■ MATERIAL TO PROCESS:

· · · · ·

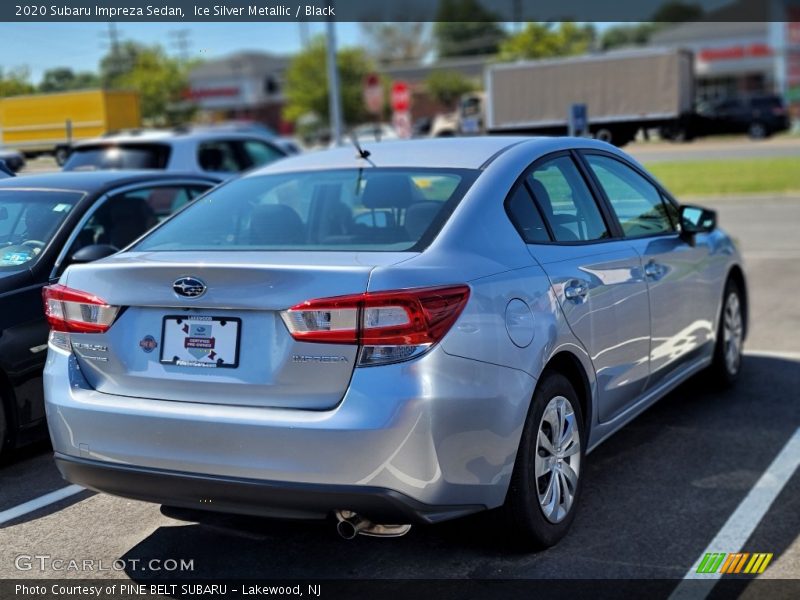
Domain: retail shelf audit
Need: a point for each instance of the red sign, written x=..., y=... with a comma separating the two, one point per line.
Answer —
x=373, y=93
x=735, y=52
x=401, y=96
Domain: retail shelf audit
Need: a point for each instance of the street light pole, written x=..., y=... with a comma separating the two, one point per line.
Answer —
x=334, y=93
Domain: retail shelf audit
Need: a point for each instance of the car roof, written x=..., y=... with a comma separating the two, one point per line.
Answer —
x=168, y=136
x=94, y=181
x=445, y=153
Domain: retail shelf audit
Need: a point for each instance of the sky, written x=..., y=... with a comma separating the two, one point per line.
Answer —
x=43, y=46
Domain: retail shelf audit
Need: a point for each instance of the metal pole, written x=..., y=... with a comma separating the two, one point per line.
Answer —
x=334, y=94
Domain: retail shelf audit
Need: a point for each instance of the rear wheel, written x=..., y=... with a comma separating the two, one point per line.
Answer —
x=730, y=337
x=546, y=483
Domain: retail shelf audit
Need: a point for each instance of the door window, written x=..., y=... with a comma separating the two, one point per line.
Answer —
x=566, y=202
x=638, y=204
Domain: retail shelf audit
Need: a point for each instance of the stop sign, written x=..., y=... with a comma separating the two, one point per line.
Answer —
x=373, y=93
x=401, y=96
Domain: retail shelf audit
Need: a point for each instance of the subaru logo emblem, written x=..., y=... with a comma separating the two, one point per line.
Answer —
x=189, y=287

· · · · ·

■ PROBLEM DESCRIPTION: Rewrite the data above, changing every "retail shelf audit" to "street scene audit" and leaving everything else as it is. Leave the pictures out of your answer.

■ WRITTEN SOLUTION:
Domain: street scene audit
Need: a point for each instance of the red sign, written x=..., y=... with a comma separating the two, one point per line.
Answer —
x=373, y=93
x=735, y=52
x=401, y=96
Domain: street scene audit
Need: a point for each instance of the street light pole, written x=..., y=... with a comma separating the two, one point per line.
Answer —
x=334, y=93
Domain: street scene audit
Need: a point for each instance of the car roof, written x=..., y=... with a comma separating the two, one point per line.
Answer —
x=168, y=136
x=94, y=181
x=445, y=153
Domain: street scene audit
Need: a point for each instance of the sky, written x=..., y=... with a comma separating the two, one point per line.
Answer —
x=43, y=46
Domain: street scene audit
Need: a point for each instance of the metal pole, written x=..., y=... with a comma separating the two, one point per line.
Answer —
x=334, y=94
Domain: street scene audit
Need: a point for each instance of the rear wheel, written x=..., y=... with a comma separating the two, one point per line.
Answer —
x=730, y=337
x=546, y=483
Domain: street scene audit
Need: a point for each instance of the door window, written x=..., y=... with a comma separating the two, one point per line.
Answer —
x=566, y=202
x=638, y=204
Domain: street scene audit
Need: a point for each instance of the stop sign, written x=..., y=... with a comma separating the two, one point per line.
Answer —
x=373, y=93
x=401, y=96
Domain: street scene audit
Need: a point for each instance of the subaru logo emblem, written x=..., y=... with a comma separating the two, one point per line.
Answer —
x=189, y=287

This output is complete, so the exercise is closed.